## Tasks to complete
A – Using the passage on bioluminescent deep-sea fish that comes before the data, decide whether each statement agrees with it. Answer yes or no for each, and quote the deciding words of the passage.
(i) About three quarters of marine organisms exhibit bioluminescence.
(ii) Guanine platelets have the same shape in every species of bioluminescent fish.
(iii) The crystals the biologists identified are needle-shaped and made of guanine.
B – In the passage on bioluminescent deep-sea fish that comes before the data, what are the specialized light-emitting organs of marine organisms called?
C – Write a continuation of the passage on bioluminescent deep-sea fish and their guanine crystals, starting after its last sentence.

Bioluminescent Deep-Sea Fish Harness Crystal Prisms to Recycle Their Own Glow

Marine biologists have made a groundbreaking discovery while studying the light-emitting organs of bioluminescent fish species. They identified needle-shaped guanine crystals that scatter and redirect light, providing potential inspiration for developing more efficient biomedical and optical devices.



Sigmapus gracilis. Image credit: Wu Quancheng / Taiwan Agriculture Commission Fisheries Research Institute.

Approximately 75% of marine organisms exhibit bioluminescence, featuring specialized light-emitting organs known as photophores.

These luminous organisms utilize emitted light for various purposes, including mate attraction, prey luring, and predator evasion.

Notably, bioluminescent fish possess unique crystal structures called guanine platelets that significantly contribute to their light emission.

While all bioluminescent fish have luminescent vacuoles and platelets, the quantity, placement, and shape of these biological structures differ across species.

## Dataset entries

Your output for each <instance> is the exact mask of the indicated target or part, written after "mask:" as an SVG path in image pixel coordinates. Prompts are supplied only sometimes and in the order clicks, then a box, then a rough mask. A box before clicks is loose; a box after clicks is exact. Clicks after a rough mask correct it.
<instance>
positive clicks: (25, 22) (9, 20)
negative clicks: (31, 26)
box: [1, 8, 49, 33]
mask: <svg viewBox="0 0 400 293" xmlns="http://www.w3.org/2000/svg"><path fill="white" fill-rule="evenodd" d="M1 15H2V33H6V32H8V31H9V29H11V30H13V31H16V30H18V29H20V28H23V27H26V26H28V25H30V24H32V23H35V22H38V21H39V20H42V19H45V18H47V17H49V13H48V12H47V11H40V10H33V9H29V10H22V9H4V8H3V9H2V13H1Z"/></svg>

--

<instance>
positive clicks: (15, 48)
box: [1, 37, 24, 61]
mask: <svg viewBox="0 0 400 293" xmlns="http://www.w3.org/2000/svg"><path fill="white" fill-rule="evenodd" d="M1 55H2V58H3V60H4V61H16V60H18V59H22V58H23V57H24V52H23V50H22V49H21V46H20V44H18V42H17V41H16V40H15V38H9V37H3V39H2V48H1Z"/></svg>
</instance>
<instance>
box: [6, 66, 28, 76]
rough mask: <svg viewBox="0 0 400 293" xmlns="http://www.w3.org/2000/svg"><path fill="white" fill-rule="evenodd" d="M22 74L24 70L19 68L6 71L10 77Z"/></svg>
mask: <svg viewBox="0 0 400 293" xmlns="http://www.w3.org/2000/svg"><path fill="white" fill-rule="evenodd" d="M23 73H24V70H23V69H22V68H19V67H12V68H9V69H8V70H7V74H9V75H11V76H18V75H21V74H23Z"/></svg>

## Results of the exercise
A –
(i) Yes: "Approximately 75% of marine organisms exhibit bioluminescence"
(ii) No: "the quantity, placement, and shape of these biological structures differ across species"
(iii) Yes: "needle-shaped guanine crystals that scatter and redirect light"

B – They are called photophores.

C –
In a recent study led by researchers from Hiroshima University, including Masakazu Iwasaka, the light control mechanisms within the luminescent vesicles of the deep-sea fish Sigmapus gracilis were investigated.

The team found that localized layers of guanine platelets not only reflect light but also scatter it in intricate patterns.

“During our deep-sea fish studies aboard a research vessel, we realized traditional lab materials might not yield the insights we needed,” Dr. Iwasaka noted.

“This epiphany led me to explore biomimetics, inspired by the unique phenomena observed in the field.”

“Both my own observations and prior research indicate that guanine crystals can form surface layers on luminescent vacuoles in select fish species.”

“Our findings confirmed significant anisotropic reflection, meaning the reflected light varies considerably based on the incident angle.”

“This suggests that guanine crystals have a previously unrecognized role in light directionality control.”

Guanine platelets in Sigmapus gracilis exhibit needle-like structures that cluster around the light organ.

Upon light interaction, the unique shape of the guanine crystals results in scattering effects.

“In previous research, I demonstrated that guanine crystals in goldfish function as tiny mirrors, where their slightly tilted orientation causes anisotropic reflections,” Dr. Iwasaka explained.

“Conversely, the elongated crystals in this study act more like prisms, redirecting light instead of merely reflecting it.”

“Their layered configuration exhibits qualities reminiscent of photonic crystals.”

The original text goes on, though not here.